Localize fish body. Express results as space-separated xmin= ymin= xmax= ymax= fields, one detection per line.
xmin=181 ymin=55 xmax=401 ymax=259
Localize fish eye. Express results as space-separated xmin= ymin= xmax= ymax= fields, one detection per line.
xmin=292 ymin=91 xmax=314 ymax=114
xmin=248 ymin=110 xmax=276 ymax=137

※

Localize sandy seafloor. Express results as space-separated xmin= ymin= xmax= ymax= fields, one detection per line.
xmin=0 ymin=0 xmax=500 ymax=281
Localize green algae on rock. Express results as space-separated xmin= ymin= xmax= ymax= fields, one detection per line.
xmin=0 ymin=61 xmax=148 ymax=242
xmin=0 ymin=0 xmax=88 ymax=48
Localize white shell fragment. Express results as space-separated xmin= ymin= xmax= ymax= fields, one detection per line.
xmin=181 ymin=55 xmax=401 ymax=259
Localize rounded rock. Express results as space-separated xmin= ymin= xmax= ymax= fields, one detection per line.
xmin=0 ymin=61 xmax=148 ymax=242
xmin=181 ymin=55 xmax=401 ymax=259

※

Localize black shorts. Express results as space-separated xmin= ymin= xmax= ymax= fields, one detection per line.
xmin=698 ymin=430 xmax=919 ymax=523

※

**Task directions:** Write out each line of the records above that contains the word "rock".

**Expected answer:**
Localize green algae on rock. Express results as space-separated xmin= ymin= xmax= ymax= fields, one detection per line.
Localize rounded rock. Express results as space-separated xmin= ymin= xmax= ymax= fields, one detection per line.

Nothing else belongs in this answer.